=== REQUIRED WORK ===
Copy the items below verbatim, from the line containing "Expected behaviour: the pointer indicates one point on the red" through the end of the items, including both the first and last lines.

-------- DATA ROWS

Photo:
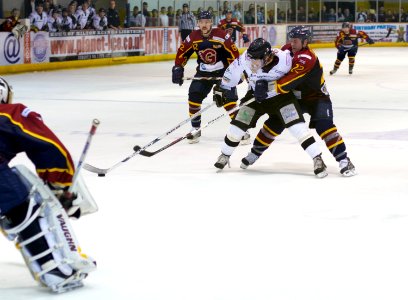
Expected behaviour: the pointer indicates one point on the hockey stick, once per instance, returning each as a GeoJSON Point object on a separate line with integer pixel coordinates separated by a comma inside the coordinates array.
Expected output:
{"type": "Point", "coordinates": [152, 153]}
{"type": "Point", "coordinates": [95, 124]}
{"type": "Point", "coordinates": [202, 78]}
{"type": "Point", "coordinates": [137, 149]}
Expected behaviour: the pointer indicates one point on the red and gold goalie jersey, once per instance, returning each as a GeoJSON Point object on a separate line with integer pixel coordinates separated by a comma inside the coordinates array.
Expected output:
{"type": "Point", "coordinates": [305, 76]}
{"type": "Point", "coordinates": [22, 130]}
{"type": "Point", "coordinates": [231, 26]}
{"type": "Point", "coordinates": [349, 40]}
{"type": "Point", "coordinates": [214, 53]}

----------------

=== EXERCISE ANSWER ===
Expected behaviour: the pointer indicates one point on the red and gold goalie jersey, once per instance, returning each as a GeoJSON Point object on a separate line with integer pixel coordinates separated by a comma inside the coordinates array.
Expected output:
{"type": "Point", "coordinates": [305, 76]}
{"type": "Point", "coordinates": [22, 130]}
{"type": "Point", "coordinates": [231, 26]}
{"type": "Point", "coordinates": [349, 40]}
{"type": "Point", "coordinates": [214, 53]}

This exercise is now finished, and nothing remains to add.